Coaching helps leaders and teams at all levels become more effective and achieve better results. Successful leaders choose coaching to hone their skills just as professional athletes, actors, and others use coaches to help raise the level of their performance. Team coaching helps team members clarify roles, improve team cohesion, manage conflict, and create the synergy necessary to achieve outstanding results. In addition to engagements that are specifically for coaching only, DTA coaching is often provided as a natural part of a larger change initiative.

Coaching Individual Leaders

Working with an executive coach is a partnership between the coach and the client. Most executive coaching engagements last from three months to a year. The process follows a cycle that is repeated as we learn together what works and what doesn’t. A key part of the coaching process is the creation of a Personal Development Plan that focuses on the client’s interests and goals. The issues that executives choose to work on vary, and they generally fall into three categories:

  • Personal or Self-Leadership: Increase self-awareness and self-confidence; understand and utilize emotional intelligence; gain clarity about authentic personal leadership style.

THE INPUT:
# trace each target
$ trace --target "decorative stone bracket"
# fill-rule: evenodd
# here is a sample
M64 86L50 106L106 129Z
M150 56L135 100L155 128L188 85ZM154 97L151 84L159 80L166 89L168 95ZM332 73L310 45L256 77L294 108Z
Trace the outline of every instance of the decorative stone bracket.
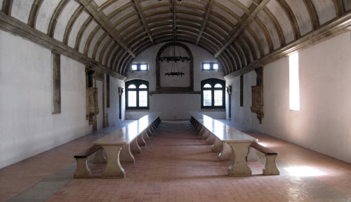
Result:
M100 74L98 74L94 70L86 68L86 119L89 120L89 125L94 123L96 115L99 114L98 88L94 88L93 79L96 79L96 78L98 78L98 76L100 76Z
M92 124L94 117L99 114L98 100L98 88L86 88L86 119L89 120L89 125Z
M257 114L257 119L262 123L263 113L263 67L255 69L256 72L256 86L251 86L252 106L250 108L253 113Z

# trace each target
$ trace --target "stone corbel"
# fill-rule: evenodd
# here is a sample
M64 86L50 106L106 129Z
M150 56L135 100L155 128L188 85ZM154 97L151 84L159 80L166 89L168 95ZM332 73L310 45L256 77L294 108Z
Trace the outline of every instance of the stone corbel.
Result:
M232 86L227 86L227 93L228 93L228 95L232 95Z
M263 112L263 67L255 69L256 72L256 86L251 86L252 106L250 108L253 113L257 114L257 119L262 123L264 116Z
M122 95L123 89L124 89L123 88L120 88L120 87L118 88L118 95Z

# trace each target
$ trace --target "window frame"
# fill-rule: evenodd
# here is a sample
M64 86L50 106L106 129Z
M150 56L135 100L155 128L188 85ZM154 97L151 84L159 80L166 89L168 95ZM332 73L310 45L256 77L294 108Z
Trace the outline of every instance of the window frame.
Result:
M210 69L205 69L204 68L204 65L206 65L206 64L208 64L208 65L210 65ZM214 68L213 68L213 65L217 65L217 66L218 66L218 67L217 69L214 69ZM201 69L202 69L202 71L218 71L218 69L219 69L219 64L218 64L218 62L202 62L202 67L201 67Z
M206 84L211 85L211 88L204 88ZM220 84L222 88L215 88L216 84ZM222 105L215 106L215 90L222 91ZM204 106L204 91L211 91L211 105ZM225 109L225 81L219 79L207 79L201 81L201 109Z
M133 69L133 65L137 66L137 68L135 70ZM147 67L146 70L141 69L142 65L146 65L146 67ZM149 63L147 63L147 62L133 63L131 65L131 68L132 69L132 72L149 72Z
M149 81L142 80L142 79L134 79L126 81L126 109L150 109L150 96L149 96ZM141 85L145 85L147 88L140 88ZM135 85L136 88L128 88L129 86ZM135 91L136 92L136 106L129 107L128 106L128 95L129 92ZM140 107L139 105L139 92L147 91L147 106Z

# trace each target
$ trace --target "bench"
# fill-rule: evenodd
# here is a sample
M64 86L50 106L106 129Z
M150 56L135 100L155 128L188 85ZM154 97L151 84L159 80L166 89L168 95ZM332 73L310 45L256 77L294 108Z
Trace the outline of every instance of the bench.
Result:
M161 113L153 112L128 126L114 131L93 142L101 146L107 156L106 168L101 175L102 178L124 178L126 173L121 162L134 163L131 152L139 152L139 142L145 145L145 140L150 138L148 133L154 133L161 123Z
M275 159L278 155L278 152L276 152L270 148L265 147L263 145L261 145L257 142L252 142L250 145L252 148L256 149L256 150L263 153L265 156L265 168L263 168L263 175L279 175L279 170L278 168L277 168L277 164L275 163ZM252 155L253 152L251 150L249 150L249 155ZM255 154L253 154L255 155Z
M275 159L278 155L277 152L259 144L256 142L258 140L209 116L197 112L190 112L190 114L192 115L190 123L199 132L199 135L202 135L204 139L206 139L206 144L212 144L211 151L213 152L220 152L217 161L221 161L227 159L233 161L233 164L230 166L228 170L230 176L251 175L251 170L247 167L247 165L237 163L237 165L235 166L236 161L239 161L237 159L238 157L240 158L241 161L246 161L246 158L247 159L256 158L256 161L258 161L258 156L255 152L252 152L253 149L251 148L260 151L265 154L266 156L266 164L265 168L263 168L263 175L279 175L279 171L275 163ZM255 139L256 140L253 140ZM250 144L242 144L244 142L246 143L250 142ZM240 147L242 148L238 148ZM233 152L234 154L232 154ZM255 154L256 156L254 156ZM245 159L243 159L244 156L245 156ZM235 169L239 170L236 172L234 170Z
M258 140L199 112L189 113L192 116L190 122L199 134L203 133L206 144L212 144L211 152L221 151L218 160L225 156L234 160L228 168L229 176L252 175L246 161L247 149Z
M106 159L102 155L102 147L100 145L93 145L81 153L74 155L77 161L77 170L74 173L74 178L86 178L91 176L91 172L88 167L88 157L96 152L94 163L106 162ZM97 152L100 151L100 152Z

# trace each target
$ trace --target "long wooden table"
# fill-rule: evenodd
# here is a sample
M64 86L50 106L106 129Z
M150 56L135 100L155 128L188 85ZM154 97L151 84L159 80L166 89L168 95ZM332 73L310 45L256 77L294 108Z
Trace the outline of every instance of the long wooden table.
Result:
---
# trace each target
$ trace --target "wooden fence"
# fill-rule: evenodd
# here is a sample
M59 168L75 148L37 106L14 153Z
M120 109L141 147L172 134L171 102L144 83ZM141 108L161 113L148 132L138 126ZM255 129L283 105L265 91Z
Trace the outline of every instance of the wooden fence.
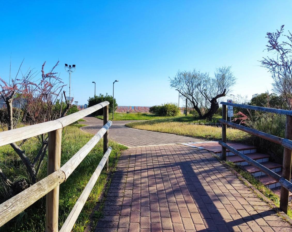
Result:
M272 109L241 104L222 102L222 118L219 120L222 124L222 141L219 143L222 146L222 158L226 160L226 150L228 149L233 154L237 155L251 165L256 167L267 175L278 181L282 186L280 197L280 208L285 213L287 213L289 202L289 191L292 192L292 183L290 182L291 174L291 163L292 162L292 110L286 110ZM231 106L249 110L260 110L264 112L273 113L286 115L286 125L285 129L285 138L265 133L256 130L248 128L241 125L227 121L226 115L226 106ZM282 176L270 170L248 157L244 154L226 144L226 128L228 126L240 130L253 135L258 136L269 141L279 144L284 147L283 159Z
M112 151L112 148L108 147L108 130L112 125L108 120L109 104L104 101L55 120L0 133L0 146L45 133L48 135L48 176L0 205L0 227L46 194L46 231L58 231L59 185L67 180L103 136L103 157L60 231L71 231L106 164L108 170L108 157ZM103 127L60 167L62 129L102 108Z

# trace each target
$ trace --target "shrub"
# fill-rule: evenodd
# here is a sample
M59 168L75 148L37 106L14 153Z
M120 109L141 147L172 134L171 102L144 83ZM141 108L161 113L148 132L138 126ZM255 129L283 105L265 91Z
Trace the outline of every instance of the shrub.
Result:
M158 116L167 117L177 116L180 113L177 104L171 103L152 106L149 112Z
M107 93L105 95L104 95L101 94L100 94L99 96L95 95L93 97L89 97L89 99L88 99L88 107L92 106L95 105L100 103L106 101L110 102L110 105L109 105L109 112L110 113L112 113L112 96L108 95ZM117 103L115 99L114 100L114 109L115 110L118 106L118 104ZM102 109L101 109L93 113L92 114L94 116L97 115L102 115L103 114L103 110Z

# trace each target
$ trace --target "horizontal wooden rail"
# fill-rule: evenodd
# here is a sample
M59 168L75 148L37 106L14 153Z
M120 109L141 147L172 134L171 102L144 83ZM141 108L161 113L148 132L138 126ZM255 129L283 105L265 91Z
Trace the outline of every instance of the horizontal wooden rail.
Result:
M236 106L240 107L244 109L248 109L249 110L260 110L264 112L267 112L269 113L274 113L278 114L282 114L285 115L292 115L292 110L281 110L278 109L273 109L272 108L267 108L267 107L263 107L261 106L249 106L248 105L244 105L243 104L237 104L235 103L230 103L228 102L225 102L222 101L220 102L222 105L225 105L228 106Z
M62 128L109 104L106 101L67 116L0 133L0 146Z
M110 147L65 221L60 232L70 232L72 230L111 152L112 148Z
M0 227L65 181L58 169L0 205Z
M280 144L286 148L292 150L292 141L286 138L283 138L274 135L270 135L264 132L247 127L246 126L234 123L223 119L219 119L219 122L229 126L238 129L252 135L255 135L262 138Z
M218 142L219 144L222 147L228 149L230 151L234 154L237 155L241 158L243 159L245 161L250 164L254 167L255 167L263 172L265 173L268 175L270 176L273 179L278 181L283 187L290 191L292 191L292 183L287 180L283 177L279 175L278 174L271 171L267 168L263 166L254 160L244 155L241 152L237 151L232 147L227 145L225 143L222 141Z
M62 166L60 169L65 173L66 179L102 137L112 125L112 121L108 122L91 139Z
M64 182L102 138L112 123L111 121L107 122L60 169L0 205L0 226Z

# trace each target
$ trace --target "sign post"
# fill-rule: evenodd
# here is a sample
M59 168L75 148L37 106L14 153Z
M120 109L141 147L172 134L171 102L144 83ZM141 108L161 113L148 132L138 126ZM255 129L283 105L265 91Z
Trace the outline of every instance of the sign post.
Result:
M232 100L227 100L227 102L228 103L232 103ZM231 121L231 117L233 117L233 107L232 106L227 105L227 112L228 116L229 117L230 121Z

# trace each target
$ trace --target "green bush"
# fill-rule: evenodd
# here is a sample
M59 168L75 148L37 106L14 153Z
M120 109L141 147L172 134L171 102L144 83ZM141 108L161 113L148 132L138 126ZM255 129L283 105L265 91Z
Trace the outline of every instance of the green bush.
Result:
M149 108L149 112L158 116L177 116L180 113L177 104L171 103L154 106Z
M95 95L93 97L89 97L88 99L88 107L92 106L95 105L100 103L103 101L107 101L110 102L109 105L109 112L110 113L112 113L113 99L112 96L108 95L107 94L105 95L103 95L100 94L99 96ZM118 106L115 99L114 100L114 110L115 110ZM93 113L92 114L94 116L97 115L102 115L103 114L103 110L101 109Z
---
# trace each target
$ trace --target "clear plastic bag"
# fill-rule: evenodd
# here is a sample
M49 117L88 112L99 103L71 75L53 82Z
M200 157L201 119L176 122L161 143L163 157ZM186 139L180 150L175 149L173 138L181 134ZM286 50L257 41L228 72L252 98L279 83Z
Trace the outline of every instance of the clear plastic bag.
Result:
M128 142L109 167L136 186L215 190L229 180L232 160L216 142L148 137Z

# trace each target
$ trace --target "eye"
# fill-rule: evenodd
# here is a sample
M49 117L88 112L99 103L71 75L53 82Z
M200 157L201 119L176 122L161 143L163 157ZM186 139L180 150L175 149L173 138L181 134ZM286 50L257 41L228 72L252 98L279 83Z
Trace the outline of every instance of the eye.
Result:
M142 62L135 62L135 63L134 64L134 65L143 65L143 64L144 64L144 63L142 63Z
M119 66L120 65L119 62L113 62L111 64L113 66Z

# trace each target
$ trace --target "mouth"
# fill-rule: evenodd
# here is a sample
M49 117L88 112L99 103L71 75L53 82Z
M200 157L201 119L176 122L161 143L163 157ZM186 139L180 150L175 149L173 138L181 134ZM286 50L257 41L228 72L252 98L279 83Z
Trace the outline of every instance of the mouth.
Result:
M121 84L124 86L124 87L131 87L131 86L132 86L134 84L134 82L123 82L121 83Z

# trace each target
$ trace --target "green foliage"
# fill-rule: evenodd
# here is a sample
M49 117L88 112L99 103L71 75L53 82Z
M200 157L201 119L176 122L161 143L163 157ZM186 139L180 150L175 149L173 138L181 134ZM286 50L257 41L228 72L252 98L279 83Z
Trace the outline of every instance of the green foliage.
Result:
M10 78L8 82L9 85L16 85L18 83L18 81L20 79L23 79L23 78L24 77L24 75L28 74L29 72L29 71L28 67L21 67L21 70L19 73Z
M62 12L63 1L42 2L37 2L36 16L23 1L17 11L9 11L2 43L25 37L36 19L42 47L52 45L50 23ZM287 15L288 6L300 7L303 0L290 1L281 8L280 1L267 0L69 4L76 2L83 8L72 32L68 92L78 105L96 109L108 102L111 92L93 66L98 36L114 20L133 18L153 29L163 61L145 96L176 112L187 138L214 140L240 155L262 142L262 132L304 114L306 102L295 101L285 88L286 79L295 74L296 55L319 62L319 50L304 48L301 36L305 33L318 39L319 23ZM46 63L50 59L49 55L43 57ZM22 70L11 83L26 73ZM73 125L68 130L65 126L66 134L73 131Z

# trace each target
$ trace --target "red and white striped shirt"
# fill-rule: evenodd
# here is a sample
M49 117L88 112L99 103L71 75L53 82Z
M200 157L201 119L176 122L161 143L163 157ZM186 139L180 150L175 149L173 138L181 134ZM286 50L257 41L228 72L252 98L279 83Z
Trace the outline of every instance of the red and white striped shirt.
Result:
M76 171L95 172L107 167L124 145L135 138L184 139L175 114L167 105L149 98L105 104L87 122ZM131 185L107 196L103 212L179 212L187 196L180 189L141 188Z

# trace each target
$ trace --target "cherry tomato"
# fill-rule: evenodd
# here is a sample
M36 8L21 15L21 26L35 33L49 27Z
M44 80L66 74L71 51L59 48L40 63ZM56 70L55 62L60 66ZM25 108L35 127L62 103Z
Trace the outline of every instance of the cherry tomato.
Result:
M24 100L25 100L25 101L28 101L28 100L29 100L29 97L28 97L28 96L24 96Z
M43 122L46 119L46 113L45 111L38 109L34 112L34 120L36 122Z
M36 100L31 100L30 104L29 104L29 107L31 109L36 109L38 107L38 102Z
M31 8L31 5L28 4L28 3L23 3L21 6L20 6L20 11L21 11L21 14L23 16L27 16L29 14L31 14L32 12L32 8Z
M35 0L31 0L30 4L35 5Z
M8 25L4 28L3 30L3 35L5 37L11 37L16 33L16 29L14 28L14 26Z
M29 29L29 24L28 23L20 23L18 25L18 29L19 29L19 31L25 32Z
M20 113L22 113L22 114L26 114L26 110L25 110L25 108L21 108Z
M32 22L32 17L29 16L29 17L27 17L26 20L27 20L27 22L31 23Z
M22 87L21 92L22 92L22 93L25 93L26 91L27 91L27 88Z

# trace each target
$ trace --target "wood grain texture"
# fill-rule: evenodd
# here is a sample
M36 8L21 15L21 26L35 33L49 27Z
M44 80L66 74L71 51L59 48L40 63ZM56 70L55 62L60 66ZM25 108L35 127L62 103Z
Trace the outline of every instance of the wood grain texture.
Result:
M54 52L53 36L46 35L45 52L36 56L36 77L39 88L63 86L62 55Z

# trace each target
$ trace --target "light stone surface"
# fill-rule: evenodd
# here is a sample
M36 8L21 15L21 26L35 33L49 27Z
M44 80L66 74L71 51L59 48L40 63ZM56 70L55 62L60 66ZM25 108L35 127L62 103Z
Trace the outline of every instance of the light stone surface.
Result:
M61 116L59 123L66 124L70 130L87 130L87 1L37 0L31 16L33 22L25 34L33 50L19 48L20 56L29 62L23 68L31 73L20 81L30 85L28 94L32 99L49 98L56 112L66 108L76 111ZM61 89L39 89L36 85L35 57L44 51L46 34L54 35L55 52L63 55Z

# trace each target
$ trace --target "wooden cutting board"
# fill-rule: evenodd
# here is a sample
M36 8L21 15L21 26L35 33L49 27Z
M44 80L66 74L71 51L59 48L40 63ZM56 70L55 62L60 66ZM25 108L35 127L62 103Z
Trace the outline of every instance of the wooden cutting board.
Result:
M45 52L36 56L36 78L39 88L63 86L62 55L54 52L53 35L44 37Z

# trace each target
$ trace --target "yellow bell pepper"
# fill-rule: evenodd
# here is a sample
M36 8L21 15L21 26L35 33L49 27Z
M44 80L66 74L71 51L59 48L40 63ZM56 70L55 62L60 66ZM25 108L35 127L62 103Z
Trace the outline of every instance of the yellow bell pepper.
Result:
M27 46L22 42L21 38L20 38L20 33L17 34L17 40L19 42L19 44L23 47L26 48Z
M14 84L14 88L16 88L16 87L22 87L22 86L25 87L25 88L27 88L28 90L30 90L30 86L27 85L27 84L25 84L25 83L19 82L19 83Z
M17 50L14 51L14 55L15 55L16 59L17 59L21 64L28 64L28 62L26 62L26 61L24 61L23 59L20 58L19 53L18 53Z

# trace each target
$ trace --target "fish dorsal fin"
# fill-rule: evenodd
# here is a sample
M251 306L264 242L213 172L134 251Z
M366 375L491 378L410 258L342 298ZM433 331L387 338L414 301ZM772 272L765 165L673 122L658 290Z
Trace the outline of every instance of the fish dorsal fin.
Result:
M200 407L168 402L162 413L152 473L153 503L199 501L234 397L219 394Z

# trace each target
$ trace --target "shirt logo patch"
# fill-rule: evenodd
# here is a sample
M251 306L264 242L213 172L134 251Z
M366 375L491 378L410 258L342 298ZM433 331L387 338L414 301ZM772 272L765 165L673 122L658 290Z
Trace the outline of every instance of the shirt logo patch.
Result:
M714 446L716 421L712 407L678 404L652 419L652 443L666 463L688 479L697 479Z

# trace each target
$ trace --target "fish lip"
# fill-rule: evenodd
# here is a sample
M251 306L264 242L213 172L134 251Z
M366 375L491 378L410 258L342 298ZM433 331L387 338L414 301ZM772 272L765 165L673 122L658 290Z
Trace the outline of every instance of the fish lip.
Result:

TO DO:
A: According to the coaching text, how long do most executive coaching engagements last?
B: Collect every line of the records that contains the string "dorsal", matching case exactly.

SOLUTIONS PER TASK:
A: From three months to a year.

B:
$ trace --target "fish dorsal fin"
Trace the outline of every instance of the fish dorsal fin.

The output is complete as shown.